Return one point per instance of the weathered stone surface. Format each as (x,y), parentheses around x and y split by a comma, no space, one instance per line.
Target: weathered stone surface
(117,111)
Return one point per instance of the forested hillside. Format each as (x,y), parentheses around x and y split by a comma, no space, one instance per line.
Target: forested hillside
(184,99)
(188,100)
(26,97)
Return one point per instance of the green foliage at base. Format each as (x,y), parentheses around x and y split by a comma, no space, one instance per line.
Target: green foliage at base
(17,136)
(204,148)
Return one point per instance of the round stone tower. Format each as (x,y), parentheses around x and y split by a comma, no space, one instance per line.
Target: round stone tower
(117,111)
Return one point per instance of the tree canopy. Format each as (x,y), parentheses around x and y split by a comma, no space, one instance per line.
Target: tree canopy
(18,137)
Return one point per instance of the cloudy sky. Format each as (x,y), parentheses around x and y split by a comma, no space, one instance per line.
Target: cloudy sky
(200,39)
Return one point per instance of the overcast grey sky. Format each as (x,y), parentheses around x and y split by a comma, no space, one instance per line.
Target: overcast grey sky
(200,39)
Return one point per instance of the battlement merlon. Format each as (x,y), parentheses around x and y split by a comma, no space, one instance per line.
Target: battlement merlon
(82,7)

■ THE REQUEST ■
Return all of the lines above, word for word and in their original order.

■ ANSWER TO THIS TASK ■
Return one point per instance of the weathered stone surface. Format each as (x,y), parentheses around x and y split by a comma, no space, one instance per line.
Target: weathered stone surface
(117,111)
Return one point per instance of the forested hillside. Format each as (x,y), parentheses around x and y split by a comma, no space, one instance per line.
Target: forested hillside
(184,99)
(188,100)
(26,97)
Return one point per instance of the green foliage at base. Format each as (x,y), parentheses around x and y split by a comma, no space, one instance per line.
Target: green foliage at base
(17,136)
(204,148)
Return one point per instance of the round stone tower. Format each as (x,y), parentheses around x and y split by a comma, no space, one instance per line.
Target: round stone tower
(117,111)
Return one point per instance of the tree canopy. Format each as (x,y), parentheses around x and y split by a comma, no space, one instance per line.
Target: tree canopy
(18,137)
Return one point per instance of the cloudy sky. Format each as (x,y), parentheses around x and y split by a comma, no space, one instance per line.
Target: cloudy sky
(200,39)
Return one point per instance of the overcast grey sky. Format each as (x,y), parentheses around x and y split by a comma, no space, one instance per line.
Target: overcast grey sky
(200,39)
Return one point per instance of the battlement merlon. Format each as (x,y), parentheses around x and y split by a comma, no space, one instance per line.
Target: battlement merlon
(82,7)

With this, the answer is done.